**WHAT IS NEEDED**
From the records below, keep only the lines that contain the string "water", copying each in full. Matching is case-sensitive.

--- DATA SHOWN ---

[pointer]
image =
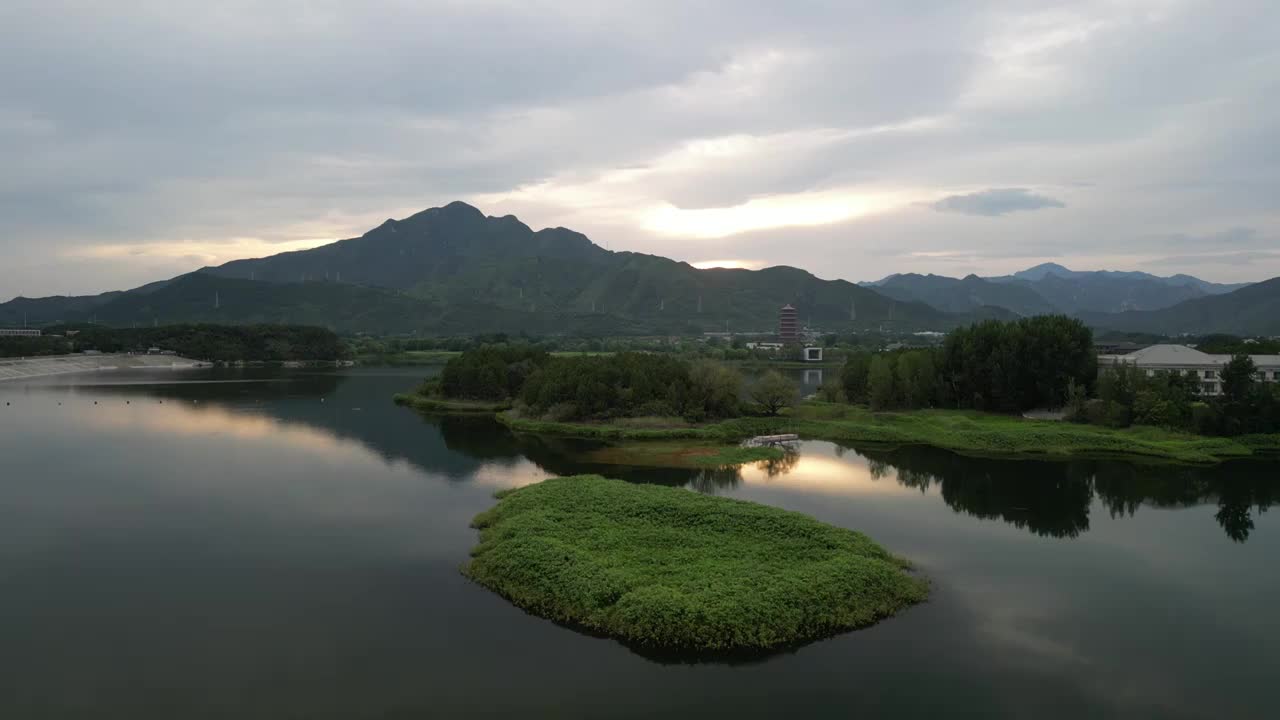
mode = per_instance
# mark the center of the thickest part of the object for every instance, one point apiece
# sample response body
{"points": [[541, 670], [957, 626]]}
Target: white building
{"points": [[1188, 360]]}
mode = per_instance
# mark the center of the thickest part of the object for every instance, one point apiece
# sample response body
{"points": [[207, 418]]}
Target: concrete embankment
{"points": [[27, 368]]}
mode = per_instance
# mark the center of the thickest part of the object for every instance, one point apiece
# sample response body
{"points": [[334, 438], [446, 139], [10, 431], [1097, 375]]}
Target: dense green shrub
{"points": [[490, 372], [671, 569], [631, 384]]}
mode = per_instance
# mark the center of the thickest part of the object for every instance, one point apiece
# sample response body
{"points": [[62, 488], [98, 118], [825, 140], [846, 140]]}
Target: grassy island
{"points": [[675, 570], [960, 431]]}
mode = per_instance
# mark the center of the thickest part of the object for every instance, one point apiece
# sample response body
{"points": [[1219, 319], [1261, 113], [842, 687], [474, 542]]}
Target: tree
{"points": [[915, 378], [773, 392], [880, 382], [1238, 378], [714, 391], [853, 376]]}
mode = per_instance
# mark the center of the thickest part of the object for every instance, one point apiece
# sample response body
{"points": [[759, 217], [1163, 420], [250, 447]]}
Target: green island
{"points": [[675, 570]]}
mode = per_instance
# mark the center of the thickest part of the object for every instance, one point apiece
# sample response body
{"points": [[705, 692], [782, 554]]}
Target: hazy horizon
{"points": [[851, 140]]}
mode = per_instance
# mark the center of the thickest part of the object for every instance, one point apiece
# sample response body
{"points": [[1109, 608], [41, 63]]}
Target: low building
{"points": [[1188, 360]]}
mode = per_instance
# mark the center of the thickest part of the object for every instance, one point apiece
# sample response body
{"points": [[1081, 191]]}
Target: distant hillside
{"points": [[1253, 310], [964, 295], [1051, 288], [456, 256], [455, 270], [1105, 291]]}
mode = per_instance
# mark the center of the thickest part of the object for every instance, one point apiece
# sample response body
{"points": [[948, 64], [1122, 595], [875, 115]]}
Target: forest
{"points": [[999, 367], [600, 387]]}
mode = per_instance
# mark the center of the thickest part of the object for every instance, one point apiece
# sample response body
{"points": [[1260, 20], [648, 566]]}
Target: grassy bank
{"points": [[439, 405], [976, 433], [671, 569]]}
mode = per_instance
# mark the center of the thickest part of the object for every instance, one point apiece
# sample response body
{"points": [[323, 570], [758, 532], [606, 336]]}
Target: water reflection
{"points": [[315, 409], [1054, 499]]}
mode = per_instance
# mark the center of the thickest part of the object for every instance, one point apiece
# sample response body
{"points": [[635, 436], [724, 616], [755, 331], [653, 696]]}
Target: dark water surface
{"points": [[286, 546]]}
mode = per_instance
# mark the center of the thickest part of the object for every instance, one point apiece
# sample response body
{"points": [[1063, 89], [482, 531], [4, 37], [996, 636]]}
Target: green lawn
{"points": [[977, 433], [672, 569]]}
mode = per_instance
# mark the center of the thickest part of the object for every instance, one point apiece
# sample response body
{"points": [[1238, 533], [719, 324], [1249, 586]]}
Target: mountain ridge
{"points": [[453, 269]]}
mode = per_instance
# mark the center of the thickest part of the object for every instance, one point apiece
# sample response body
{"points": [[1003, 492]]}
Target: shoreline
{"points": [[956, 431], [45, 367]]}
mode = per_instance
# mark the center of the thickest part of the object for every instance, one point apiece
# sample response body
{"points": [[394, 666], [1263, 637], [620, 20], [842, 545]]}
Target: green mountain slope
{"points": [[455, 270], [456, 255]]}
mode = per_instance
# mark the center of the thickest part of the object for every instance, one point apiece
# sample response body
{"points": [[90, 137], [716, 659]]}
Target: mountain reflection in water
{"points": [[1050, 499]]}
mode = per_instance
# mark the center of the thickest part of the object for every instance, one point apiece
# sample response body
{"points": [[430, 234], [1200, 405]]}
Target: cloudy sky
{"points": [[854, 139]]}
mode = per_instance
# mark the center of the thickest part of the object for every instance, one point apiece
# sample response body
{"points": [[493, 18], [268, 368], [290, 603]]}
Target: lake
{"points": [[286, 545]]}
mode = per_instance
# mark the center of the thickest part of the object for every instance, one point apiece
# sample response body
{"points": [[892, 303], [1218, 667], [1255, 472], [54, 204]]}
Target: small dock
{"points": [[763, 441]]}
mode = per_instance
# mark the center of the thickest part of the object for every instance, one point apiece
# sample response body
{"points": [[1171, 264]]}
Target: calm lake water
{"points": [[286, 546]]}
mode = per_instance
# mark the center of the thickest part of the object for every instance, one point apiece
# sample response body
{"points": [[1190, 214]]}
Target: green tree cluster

---

**EXERCISE OUTPUT**
Target: water reflection
Target: dark water surface
Target: mountain reflection in water
Target: calm lake water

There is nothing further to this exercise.